▶ [Exercise description]:
Convert all of the data below into a Markdown table with two columns, "Row" and "Line," so that each nonblank line gets its own numbered row.

▶ [Dataset entries]:
....................

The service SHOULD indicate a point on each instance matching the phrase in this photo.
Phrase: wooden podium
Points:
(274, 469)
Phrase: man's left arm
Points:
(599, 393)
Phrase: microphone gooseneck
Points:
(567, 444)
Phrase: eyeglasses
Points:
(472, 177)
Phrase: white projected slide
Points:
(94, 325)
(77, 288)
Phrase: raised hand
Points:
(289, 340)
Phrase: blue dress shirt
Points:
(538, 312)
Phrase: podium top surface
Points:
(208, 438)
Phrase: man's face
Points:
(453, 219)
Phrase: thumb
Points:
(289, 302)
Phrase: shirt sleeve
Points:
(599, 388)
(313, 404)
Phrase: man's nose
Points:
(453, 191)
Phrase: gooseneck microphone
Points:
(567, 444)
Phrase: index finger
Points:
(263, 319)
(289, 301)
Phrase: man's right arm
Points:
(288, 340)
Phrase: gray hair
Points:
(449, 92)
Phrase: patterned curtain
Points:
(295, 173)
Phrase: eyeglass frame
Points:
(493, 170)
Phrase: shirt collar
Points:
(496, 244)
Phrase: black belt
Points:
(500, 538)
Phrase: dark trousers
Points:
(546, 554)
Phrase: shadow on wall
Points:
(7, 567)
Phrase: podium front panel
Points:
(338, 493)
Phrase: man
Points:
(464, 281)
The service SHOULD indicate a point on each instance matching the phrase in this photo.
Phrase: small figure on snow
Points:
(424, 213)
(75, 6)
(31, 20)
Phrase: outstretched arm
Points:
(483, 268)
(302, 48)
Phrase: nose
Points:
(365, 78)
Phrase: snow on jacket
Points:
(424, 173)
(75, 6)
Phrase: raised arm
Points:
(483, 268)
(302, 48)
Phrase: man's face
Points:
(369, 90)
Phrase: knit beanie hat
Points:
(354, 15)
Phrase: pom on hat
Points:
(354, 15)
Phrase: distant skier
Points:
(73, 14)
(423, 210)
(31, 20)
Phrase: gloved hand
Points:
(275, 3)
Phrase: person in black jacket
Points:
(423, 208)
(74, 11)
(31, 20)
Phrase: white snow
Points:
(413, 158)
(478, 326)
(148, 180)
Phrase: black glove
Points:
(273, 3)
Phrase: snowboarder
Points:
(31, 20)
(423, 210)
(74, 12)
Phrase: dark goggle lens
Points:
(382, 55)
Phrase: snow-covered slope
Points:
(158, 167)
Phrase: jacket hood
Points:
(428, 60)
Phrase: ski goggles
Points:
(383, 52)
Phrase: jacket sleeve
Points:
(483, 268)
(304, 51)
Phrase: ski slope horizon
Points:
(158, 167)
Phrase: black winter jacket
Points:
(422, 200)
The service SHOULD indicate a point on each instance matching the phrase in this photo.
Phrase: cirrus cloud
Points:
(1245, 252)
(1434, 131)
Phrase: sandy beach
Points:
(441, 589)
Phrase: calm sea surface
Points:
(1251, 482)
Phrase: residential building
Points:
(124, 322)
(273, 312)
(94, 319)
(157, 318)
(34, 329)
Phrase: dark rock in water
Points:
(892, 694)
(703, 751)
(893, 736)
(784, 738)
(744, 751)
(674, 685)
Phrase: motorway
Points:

....................

▶ [Solution to this exercise]:
| Row | Line |
|---|---|
| 1 | The service SHOULD indicate a point on each instance matching the phrase in this photo. |
| 2 | Phrase: wooden podium |
| 3 | Points: |
| 4 | (274, 469) |
| 5 | Phrase: man's left arm |
| 6 | Points: |
| 7 | (599, 393) |
| 8 | Phrase: microphone gooseneck |
| 9 | Points: |
| 10 | (567, 444) |
| 11 | Phrase: eyeglasses |
| 12 | Points: |
| 13 | (472, 177) |
| 14 | Phrase: white projected slide |
| 15 | Points: |
| 16 | (94, 325) |
| 17 | (77, 288) |
| 18 | Phrase: raised hand |
| 19 | Points: |
| 20 | (289, 340) |
| 21 | Phrase: blue dress shirt |
| 22 | Points: |
| 23 | (538, 312) |
| 24 | Phrase: podium top surface |
| 25 | Points: |
| 26 | (208, 438) |
| 27 | Phrase: man's face |
| 28 | Points: |
| 29 | (453, 219) |
| 30 | Phrase: thumb |
| 31 | Points: |
| 32 | (289, 302) |
| 33 | Phrase: shirt sleeve |
| 34 | Points: |
| 35 | (599, 388) |
| 36 | (313, 404) |
| 37 | Phrase: man's nose |
| 38 | Points: |
| 39 | (453, 191) |
| 40 | Phrase: gooseneck microphone |
| 41 | Points: |
| 42 | (567, 444) |
| 43 | Phrase: index finger |
| 44 | Points: |
| 45 | (263, 319) |
| 46 | (289, 301) |
| 47 | Phrase: man's right arm |
| 48 | Points: |
| 49 | (288, 340) |
| 50 | Phrase: gray hair |
| 51 | Points: |
| 52 | (449, 92) |
| 53 | Phrase: patterned curtain |
| 54 | Points: |
| 55 | (295, 173) |
| 56 | Phrase: eyeglass frame |
| 57 | Points: |
| 58 | (493, 170) |
| 59 | Phrase: shirt collar |
| 60 | Points: |
| 61 | (496, 244) |
| 62 | Phrase: black belt |
| 63 | Points: |
| 64 | (500, 538) |
| 65 | Phrase: dark trousers |
| 66 | Points: |
| 67 | (546, 554) |
| 68 | Phrase: shadow on wall |
| 69 | Points: |
| 70 | (7, 567) |
| 71 | Phrase: podium front panel |
| 72 | Points: |
| 73 | (338, 493) |
| 74 | Phrase: man |
| 75 | Points: |
| 76 | (464, 281) |
| 77 | The service SHOULD indicate a point on each instance matching the phrase in this photo. |
| 78 | Phrase: small figure on snow |
| 79 | Points: |
| 80 | (424, 213) |
| 81 | (75, 6) |
| 82 | (31, 20) |
| 83 | Phrase: outstretched arm |
| 84 | Points: |
| 85 | (483, 268) |
| 86 | (302, 48) |
| 87 | Phrase: nose |
| 88 | Points: |
| 89 | (365, 78) |
| 90 | Phrase: snow on jacket |
| 91 | Points: |
| 92 | (424, 173) |
| 93 | (75, 6) |
| 94 | Phrase: raised arm |
| 95 | Points: |
| 96 | (483, 268) |
| 97 | (302, 48) |
| 98 | Phrase: man's face |
| 99 | Points: |
| 100 | (369, 90) |
| 101 | Phrase: knit beanie hat |
| 102 | Points: |
| 103 | (354, 15) |
| 104 | Phrase: pom on hat |
| 105 | Points: |
| 106 | (354, 15) |
| 107 | Phrase: distant skier |
| 108 | Points: |
| 109 | (73, 14) |
| 110 | (423, 210) |
| 111 | (31, 20) |
| 112 | Phrase: gloved hand |
| 113 | Points: |
| 114 | (275, 3) |
| 115 | Phrase: person in black jacket |
| 116 | Points: |
| 117 | (423, 208) |
| 118 | (74, 11) |
| 119 | (31, 20) |
| 120 | Phrase: white snow |
| 121 | Points: |
| 122 | (413, 158) |
| 123 | (478, 326) |
| 124 | (148, 180) |
| 125 | Phrase: black glove |
| 126 | Points: |
| 127 | (273, 3) |
| 128 | Phrase: snowboarder |
| 129 | Points: |
| 130 | (31, 20) |
| 131 | (423, 210) |
| 132 | (74, 12) |
| 133 | Phrase: dark goggle lens |
| 134 | Points: |
| 135 | (382, 55) |
| 136 | Phrase: snow-covered slope |
| 137 | Points: |
| 138 | (158, 167) |
| 139 | Phrase: jacket hood |
| 140 | Points: |
| 141 | (428, 60) |
| 142 | Phrase: ski goggles |
| 143 | Points: |
| 144 | (383, 52) |
| 145 | Phrase: jacket sleeve |
| 146 | Points: |
| 147 | (483, 268) |
| 148 | (304, 51) |
| 149 | Phrase: ski slope horizon |
| 150 | Points: |
| 151 | (158, 167) |
| 152 | Phrase: black winter jacket |
| 153 | Points: |
| 154 | (422, 200) |
| 155 | The service SHOULD indicate a point on each instance matching the phrase in this photo. |
| 156 | Phrase: cirrus cloud |
| 157 | Points: |
| 158 | (1245, 252) |
| 159 | (1434, 131) |
| 160 | Phrase: sandy beach |
| 161 | Points: |
| 162 | (441, 589) |
| 163 | Phrase: calm sea surface |
| 164 | Points: |
| 165 | (1251, 482) |
| 166 | Phrase: residential building |
| 167 | Points: |
| 168 | (124, 322) |
| 169 | (273, 312) |
| 170 | (94, 319) |
| 171 | (157, 318) |
| 172 | (34, 329) |
| 173 | Phrase: dark rock in water |
| 174 | Points: |
| 175 | (892, 694) |
| 176 | (703, 751) |
| 177 | (893, 736) |
| 178 | (784, 738) |
| 179 | (744, 751) |
| 180 | (674, 685) |
| 181 | Phrase: motorway |
| 182 | Points: |